YOUR OBJECTIVE.
Every line below that mentions the word "more" should be copied out.

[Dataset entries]
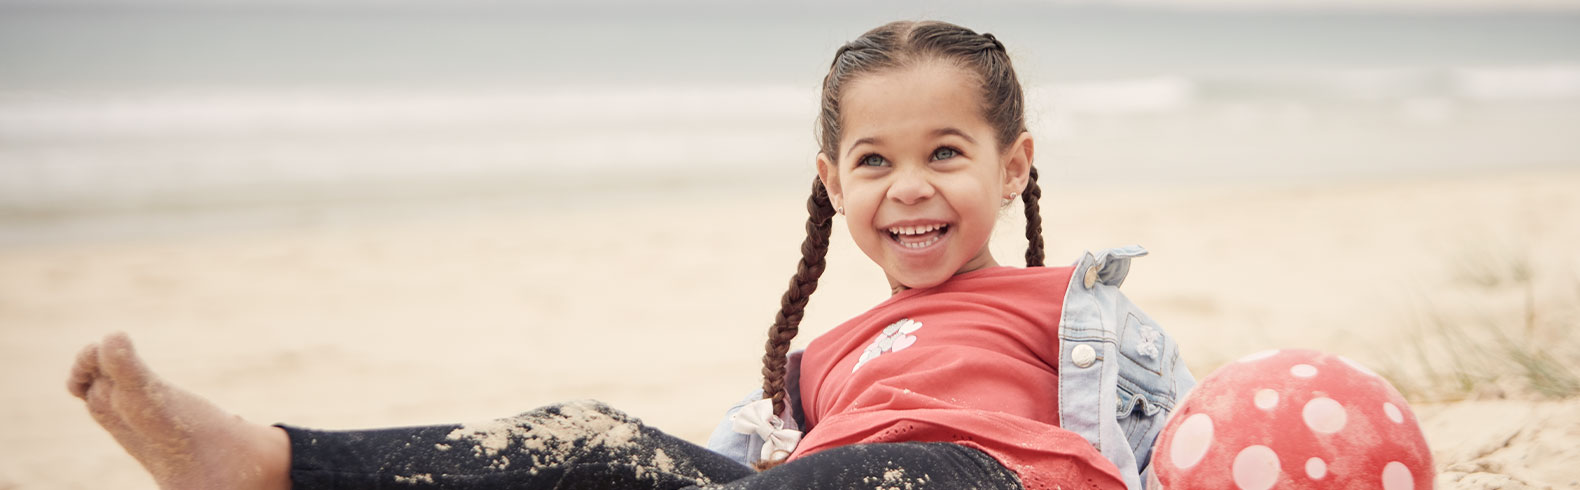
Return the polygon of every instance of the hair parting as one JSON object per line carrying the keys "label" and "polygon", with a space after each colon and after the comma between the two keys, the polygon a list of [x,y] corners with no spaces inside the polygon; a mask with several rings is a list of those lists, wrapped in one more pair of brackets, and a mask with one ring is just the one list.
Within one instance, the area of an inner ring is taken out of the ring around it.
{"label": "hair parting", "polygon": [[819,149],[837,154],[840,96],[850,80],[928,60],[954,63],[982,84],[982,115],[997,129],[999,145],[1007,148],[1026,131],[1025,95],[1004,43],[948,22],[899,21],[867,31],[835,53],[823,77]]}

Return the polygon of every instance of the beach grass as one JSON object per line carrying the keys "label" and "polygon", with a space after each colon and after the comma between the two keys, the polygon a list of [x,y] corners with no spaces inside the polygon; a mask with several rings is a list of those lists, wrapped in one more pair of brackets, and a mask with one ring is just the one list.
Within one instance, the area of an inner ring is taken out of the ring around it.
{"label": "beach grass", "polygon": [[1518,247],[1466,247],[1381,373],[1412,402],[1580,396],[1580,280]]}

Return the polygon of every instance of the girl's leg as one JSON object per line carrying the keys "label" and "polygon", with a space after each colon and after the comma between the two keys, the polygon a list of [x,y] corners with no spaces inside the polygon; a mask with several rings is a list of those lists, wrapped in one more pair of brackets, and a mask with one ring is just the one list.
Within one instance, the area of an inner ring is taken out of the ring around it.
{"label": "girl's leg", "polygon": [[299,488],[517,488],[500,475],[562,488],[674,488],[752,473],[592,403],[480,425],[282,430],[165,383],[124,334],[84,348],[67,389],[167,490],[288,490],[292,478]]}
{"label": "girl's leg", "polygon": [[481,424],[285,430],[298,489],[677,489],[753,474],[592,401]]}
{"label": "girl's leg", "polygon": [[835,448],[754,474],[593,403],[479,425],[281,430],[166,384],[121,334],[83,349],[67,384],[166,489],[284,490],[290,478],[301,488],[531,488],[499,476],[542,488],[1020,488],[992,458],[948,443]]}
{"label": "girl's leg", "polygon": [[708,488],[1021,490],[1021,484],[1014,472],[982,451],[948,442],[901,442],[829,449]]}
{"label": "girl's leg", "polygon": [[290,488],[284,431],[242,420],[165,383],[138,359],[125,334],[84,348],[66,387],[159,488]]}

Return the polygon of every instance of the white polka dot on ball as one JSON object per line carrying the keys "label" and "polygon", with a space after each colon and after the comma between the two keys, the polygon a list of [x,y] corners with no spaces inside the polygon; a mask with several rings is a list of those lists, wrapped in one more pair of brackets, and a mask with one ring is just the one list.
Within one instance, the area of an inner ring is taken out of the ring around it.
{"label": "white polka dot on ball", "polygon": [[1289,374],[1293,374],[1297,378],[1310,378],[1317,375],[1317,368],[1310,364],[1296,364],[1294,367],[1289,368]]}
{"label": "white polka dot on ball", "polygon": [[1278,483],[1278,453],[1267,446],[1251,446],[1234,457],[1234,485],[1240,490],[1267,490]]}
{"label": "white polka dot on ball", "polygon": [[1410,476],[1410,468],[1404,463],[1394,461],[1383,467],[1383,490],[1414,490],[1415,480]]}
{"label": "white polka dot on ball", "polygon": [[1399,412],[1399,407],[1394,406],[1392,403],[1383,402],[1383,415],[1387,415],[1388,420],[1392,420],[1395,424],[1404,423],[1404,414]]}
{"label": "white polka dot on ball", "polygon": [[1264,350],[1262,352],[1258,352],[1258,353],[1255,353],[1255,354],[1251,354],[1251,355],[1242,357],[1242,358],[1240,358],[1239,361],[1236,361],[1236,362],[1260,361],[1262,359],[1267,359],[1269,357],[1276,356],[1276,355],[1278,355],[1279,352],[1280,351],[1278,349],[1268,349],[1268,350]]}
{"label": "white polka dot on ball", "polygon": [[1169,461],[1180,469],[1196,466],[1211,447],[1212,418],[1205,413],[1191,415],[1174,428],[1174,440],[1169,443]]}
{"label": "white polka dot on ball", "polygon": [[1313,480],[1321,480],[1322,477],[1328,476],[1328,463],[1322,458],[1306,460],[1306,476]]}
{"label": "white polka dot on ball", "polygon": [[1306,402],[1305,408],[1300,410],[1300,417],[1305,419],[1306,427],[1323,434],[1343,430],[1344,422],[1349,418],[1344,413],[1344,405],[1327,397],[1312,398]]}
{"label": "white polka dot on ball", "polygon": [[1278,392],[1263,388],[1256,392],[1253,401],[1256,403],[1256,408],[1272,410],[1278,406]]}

==

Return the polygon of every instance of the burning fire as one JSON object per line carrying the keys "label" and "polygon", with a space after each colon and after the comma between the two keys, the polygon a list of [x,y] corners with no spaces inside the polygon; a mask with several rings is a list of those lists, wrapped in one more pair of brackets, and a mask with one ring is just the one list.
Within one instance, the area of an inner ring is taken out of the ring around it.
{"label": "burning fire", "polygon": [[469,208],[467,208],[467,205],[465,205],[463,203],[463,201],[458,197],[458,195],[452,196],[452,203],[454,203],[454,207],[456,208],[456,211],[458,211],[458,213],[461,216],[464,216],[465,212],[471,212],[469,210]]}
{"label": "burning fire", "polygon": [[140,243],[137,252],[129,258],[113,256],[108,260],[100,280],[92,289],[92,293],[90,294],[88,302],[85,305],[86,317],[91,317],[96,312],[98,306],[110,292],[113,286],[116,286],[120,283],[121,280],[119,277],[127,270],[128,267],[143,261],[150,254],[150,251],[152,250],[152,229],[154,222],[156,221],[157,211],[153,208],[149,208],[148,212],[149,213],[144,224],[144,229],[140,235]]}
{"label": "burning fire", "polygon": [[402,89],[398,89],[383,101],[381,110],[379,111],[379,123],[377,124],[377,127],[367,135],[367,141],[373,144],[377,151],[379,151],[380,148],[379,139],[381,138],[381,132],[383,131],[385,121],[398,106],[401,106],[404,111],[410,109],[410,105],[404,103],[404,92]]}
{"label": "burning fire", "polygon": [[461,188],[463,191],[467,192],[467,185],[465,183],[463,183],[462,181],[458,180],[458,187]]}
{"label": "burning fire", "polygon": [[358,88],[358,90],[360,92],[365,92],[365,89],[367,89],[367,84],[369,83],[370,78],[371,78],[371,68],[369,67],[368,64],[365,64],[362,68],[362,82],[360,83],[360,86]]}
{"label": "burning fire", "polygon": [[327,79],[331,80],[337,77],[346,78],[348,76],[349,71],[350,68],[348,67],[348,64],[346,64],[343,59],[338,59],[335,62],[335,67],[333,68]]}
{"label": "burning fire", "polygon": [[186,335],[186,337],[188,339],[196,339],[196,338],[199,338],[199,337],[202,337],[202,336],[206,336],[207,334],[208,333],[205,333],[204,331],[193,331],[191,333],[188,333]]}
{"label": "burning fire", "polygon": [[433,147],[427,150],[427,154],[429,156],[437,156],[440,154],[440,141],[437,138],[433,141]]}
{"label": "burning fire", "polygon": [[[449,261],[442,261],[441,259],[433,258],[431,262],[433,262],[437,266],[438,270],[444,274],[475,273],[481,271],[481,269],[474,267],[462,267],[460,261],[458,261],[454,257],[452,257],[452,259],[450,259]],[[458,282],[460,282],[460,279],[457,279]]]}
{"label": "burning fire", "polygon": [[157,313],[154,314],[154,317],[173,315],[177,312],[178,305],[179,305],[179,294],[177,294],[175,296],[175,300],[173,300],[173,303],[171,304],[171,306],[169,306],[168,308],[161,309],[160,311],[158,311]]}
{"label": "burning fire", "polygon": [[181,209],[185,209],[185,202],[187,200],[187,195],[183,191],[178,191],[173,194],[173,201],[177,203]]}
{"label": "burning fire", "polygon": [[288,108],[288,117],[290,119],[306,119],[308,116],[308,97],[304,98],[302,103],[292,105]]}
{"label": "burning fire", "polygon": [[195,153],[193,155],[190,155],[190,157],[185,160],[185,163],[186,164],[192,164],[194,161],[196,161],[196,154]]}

SOLUTION TO THIS EXERCISE.
Return the polygon of every instance of the hair parting as one JSON object per line carrying the keys "label" and "polygon", with a space after each colon and after the comma between the two keys, the polygon a list of [x,y] corners with no spaces inside the polygon; a mask with several rings is a list of those lists, wrapped in one more pair of brackets, and a mask with one ring is just the one list.
Return the polygon of every instance of the beach grass as one JSON object per line carrying the keys "label" and "polygon", with a space after each colon and after the comma between the two keys, the polygon a list of [x,y] corners with no spaces inside the polygon; a mask with several rings is a list of those lists, wrapped in one more pair of brackets, and a mask with one ring is just the one list.
Return the polygon of every instance of the girl's leg as one JSON object per line carrying the keys "label" and "polygon", with a space after each colon and after the comma between the two keys, the polygon a list of [x,y] corners with no spaces inside the polygon; a mask with several rings is a list of those lists, wrapped in one more pair of brackets, and a mask with one ring is just the one list.
Return the polygon of every instance of the white polka dot on ball as one JSON object per line carrying the keys "label" and "polygon", with a space after each colon and after the comma between the two keys, the polygon a list of [x,y] corners with no spaces inside the polygon; a mask with several rings is a list of those lists, wrapped in one more pair of brackets, and a mask with one ring is just the one list.
Return the polygon of every instance of the burning fire as one JSON object per line carrying the keys "label" and "polygon", with a space after each colon and after the comma between the two keys, the polygon a list of [x,y] corners with no spaces inside the polygon; a mask with several rings is a list of those lists, wrapped in one more pair of brackets, and a mask with one ring is just the one list.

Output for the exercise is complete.